Pointing and labeling entries —
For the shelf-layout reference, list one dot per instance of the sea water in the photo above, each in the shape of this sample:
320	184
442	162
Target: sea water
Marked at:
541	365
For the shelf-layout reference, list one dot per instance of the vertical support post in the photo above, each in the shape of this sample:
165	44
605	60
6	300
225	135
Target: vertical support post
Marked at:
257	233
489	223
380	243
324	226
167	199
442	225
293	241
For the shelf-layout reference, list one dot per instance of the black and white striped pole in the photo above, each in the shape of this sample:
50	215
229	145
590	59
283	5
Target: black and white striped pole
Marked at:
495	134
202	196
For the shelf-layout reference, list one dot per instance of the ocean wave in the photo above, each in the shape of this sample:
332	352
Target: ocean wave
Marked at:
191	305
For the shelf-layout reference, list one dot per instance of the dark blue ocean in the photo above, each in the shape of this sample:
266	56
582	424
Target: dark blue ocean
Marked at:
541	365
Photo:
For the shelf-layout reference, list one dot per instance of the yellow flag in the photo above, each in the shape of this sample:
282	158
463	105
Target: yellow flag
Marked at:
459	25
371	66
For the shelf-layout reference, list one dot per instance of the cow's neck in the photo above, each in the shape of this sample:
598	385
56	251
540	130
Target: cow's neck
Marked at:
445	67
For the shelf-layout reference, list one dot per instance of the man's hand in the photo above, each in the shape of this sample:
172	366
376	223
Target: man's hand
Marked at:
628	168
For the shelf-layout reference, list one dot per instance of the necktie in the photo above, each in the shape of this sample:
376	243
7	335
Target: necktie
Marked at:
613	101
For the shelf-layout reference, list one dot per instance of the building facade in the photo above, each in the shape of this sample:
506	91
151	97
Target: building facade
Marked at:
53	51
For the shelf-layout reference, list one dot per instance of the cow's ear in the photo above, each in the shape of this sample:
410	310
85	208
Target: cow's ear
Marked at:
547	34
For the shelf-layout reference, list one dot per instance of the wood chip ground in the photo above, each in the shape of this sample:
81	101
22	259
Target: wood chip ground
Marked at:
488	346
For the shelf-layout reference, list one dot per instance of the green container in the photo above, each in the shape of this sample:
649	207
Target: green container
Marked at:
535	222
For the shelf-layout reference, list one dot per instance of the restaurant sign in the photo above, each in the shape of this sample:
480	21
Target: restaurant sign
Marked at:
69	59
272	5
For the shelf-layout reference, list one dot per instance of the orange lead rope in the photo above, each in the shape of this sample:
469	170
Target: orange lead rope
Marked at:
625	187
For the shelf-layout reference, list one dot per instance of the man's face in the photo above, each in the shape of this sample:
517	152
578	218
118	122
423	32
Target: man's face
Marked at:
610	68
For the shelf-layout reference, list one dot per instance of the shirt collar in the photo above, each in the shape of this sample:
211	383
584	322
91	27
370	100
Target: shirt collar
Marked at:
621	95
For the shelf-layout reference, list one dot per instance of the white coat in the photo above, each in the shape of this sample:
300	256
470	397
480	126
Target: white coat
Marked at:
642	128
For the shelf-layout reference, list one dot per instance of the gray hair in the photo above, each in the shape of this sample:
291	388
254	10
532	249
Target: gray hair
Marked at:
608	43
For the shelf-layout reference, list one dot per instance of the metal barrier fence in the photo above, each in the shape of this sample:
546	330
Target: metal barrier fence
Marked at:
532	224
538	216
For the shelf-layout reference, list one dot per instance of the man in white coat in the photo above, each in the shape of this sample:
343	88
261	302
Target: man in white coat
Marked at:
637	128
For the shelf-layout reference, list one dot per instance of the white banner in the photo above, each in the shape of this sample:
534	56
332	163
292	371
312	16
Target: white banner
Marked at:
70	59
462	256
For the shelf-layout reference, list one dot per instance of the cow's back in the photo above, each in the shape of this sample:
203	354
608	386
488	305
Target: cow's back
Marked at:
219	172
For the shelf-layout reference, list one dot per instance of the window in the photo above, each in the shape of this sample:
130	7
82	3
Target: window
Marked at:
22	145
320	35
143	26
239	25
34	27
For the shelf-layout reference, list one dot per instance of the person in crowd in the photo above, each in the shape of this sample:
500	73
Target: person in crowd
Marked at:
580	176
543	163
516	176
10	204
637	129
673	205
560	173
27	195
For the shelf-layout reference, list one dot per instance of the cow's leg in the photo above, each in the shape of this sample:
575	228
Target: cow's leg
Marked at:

EXERCISE PROMPT — Render every line of the items above as a JSON list of strings, one string per line, leaving out any blank lines.

ANSWER TO THIS PROBLEM —
[
  "For the shelf-layout reference, list one dot per instance of the sea water in the photo above, each in the shape of this sample:",
  "320\t184",
  "442\t162",
  "Target: sea water",
  "Marked at:",
  "541\t365",
  "For the shelf-layout reference, list one dot per instance of the vertical support post in the photo above, each in the shape of this sample:",
  "165\t44",
  "605\t60",
  "6\t300",
  "225\t135",
  "Target: vertical support post",
  "Marked at:",
  "257\t233",
  "489\t223",
  "380\t243",
  "324\t226",
  "167\t199",
  "442\t225",
  "293\t241",
  "For the shelf-layout reference, list one dot per instance of the black and white striped pole in the photo above, each in the shape of this sample:",
  "50\t215",
  "229\t145",
  "590\t59",
  "283\t5",
  "Target: black and white striped pole",
  "Marked at:",
  "495\t134",
  "202\t196",
  "For the shelf-layout reference, list one dot per instance of the ocean wave in the photo above, each in the shape of this sample:",
  "332\t352",
  "Target: ocean wave",
  "Marked at:",
  "191\t305",
  "For the shelf-layout reference, list one dot per instance of the dark blue ocean in the photo above, each in the shape of this sample:",
  "266\t56",
  "582\t424",
  "Target: dark blue ocean",
  "Marked at:",
  "541\t365",
  "Photo:",
  "For the shelf-layout reference, list one dot per instance of the yellow flag in the photo above, each in the shape of this sample:",
  "282\t158",
  "463\t105",
  "Target: yellow flag",
  "Marked at:",
  "459\t25",
  "371\t66",
  "For the shelf-layout reference, list one dot per instance of the cow's neck in the photo above, each in the shape of this sample:",
  "598\t385",
  "56\t251",
  "540\t130",
  "Target: cow's neck",
  "Marked at:",
  "445\t67",
  "For the shelf-layout reference, list one dot per instance of the man's hand in the photo above, each in the shape of this sample:",
  "172\t366",
  "376\t223",
  "Target: man's hand",
  "Marked at:",
  "628\t168",
  "For the shelf-layout reference, list one dot per instance of the necktie in the photo above, each in the shape of this sample:",
  "376\t243",
  "7\t335",
  "Target: necktie",
  "Marked at:",
  "613\t101",
  "For the shelf-layout reference, list one dot per instance of the building facade in the photo above, each in the shape of this sample:",
  "506\t91",
  "151\t97",
  "Target: building facade",
  "Marked at:",
  "53\t51",
  "For the shelf-layout reference, list one dot per instance of the cow's ear in the photo above, each in the shape of this sample:",
  "410\t310",
  "85\t208",
  "Target: cow's ear",
  "Marked at:",
  "547\t34",
  "For the shelf-layout reference, list one dot per instance of the wood chip ground in the photo above, each in the shape of this sample:",
  "81\t101",
  "22\t259",
  "Target: wood chip ground",
  "Marked at:",
  "488\t346",
  "For the shelf-layout reference, list one dot per instance of the green container in the photo above, each in the shape of this sample:",
  "649\t207",
  "Target: green container",
  "Marked at:",
  "535\t222",
  "For the shelf-layout reference, list one dot per instance of the restaurant sign in the photo above, each in the shape of this sample:",
  "480\t21",
  "Target: restaurant sign",
  "Marked at:",
  "69\t59",
  "272\t5",
  "For the shelf-layout reference, list one dot per instance of the orange lead rope in the photo above, each in the shape of this sample:",
  "469\t170",
  "Target: orange lead rope",
  "Marked at:",
  "625\t187",
  "For the shelf-layout reference, list one dot per instance of the man's face in the photo above, each in the shape of this sample:",
  "517\t152",
  "578\t218",
  "118\t122",
  "423\t32",
  "Target: man's face",
  "Marked at:",
  "610\t68",
  "For the shelf-layout reference, list one dot per instance of the shirt collar in the photo above, each in the shape of this sample:",
  "211\t383",
  "584\t322",
  "91\t27",
  "370\t100",
  "Target: shirt collar",
  "Marked at:",
  "621\t95",
  "For the shelf-layout reference, list one dot per instance of the white coat in the photo above, each in the shape of this sample:",
  "300\t256",
  "470\t397",
  "480\t126",
  "Target: white coat",
  "Marked at:",
  "642\t128",
  "For the shelf-layout reference, list one dot per instance of the gray hair in the photo above, each in the shape of this sample:",
  "291\t388",
  "254\t10",
  "532\t249",
  "Target: gray hair",
  "Marked at:",
  "608\t43",
  "For the shelf-layout reference, list one dot per instance of the metal barrier fence in the photo above, each in the shape of this sample:",
  "546\t330",
  "Target: metal barrier fence",
  "Marked at:",
  "532\t224",
  "538\t216",
  "For the shelf-layout reference, list one dot per instance of the man in white coat in the photo above, each in the shape of this sample:",
  "343\t88",
  "261\t302",
  "Target: man in white coat",
  "Marked at:",
  "637\t128",
  "For the shelf-layout reference, list one dot per instance of the white banner in the photo above, each in the shape of this sample:",
  "534\t56",
  "332\t163",
  "292\t371",
  "312\t16",
  "Target: white banner",
  "Marked at:",
  "70\t59",
  "462\t256",
  "For the shelf-layout reference, list one dot per instance of the cow's back in the photo above, each in the shape of this sample:",
  "203\t354",
  "608\t386",
  "488\t305",
  "Target: cow's back",
  "Marked at:",
  "219\t172",
  "For the shelf-layout reference, list one dot per instance of the window in the photo above, each in the shape of this sample:",
  "130\t7",
  "82\t3",
  "Target: window",
  "Marked at:",
  "22\t145",
  "320\t35",
  "143\t26",
  "239\t25",
  "34\t27",
  "For the shelf-layout reference, list one dot per instance of the person in crowd in the photo above, each in the shape of this sample:",
  "500\t73",
  "Target: person in crowd",
  "Marked at:",
  "580\t176",
  "543\t163",
  "516\t176",
  "10\t204",
  "637\t129",
  "673\t205",
  "560\t173",
  "27\t195",
  "For the shelf-layout reference, list one dot per instance of the cow's leg in the photo above, each in the shape of this sample:",
  "575\t228",
  "Target: cow's leg",
  "Marked at:"
]